### [TEXTAUSSCHNITT]
* * * *
G.S.: „Ich habe den Film sehr geschätzt. Wenn ich mir Luxemburger Kunst anschaue, dann kribbelt es immer ein wenig mehr. Ich habe weniger Abstand. Doch gestern konnte ich mich entspannt zurücklegen. Die Selbstironie des Protagonisten, das Naturell aller Schauspieler, das Spiel mit Klischees und vor allem die subtile Werbung für unser kleines Land dank der vielen schönen Aufnahmen machen aus dem Film einen guten Film, der sich sicherlich auch weiterverkaufen lässt.“

„T“: Hatten Sie sonst noch das Vergnügen, sich in das Getummel der Berlinale zu mischen und gute Filme zu sehen?

G.S.: „Ich bin ein bisschen ein Spätzünder, wenn man gerne etwas länger schläft, dann sind schon alle Eintrittskarten verkauft…

„T“: Auch für einen Botschafter?
* * * *
### [DATENAUSZUG]
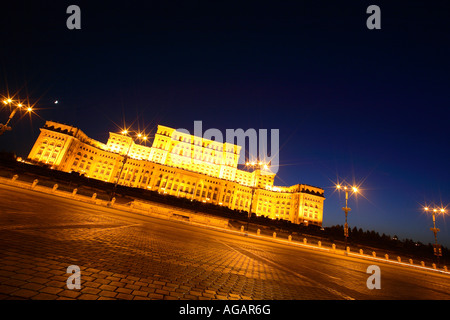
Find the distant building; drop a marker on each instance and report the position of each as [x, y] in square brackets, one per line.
[178, 164]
* * * *
### [ÜBUNGSAUFGABEN]
- 1) Fassen Sie den Interviewausschnitt in zwei Sätzen zusammen.
- 2) Schreiben Sie aus dem Interviewausschnitt die Stelle ab, die mit den Worten „G.S.: „Ich habe“ beginnt, und enden Sie nach „für einen Botschafter?“.
- 3) Wie bezeichnet sich G.S. im Interviewausschnitt selbst?

### [ERWARTETE ANTWORTEN]
- 1) G.S. hat den Film sehr geschätzt und lobt die Selbstironie des Protagonisten, das Naturell der Schauspieler, das Spiel mit Klischees und die subtile Werbung für das eigene kleine Land durch viele schöne Aufnahmen. Auf die Frage nach weiteren Filmen der Berlinale antwortet G.S., wer gern länger schlafe, finde alle Eintrittskarten schon verkauft.

- 2)
G.S.: „Ich habe den Film sehr geschätzt. Wenn ich mir Luxemburger Kunst anschaue, dann kribbelt es immer ein wenig mehr. Ich habe weniger Abstand. Doch gestern konnte ich mich entspannt zurücklegen. Die Selbstironie des Protagonisten, das Naturell aller Schauspieler, das Spiel mit Klischees und vor allem die subtile Werbung für unser kleines Land dank der vielen schönen Aufnahmen machen aus dem Film einen guten Film, der sich sicherlich auch weiterverkaufen lässt.“

„T“: Hatten Sie sonst noch das Vergnügen, sich in das Getummel der Berlinale zu mischen und gute Filme zu sehen?

G.S.: „Ich bin ein bisschen ein Spätzünder, wenn man gerne etwas länger schläft, dann sind schon alle Eintrittskarten verkauft…

„T“: Auch für einen Botschafter?

- 3) Als „ein bisschen ein Spätzünder“.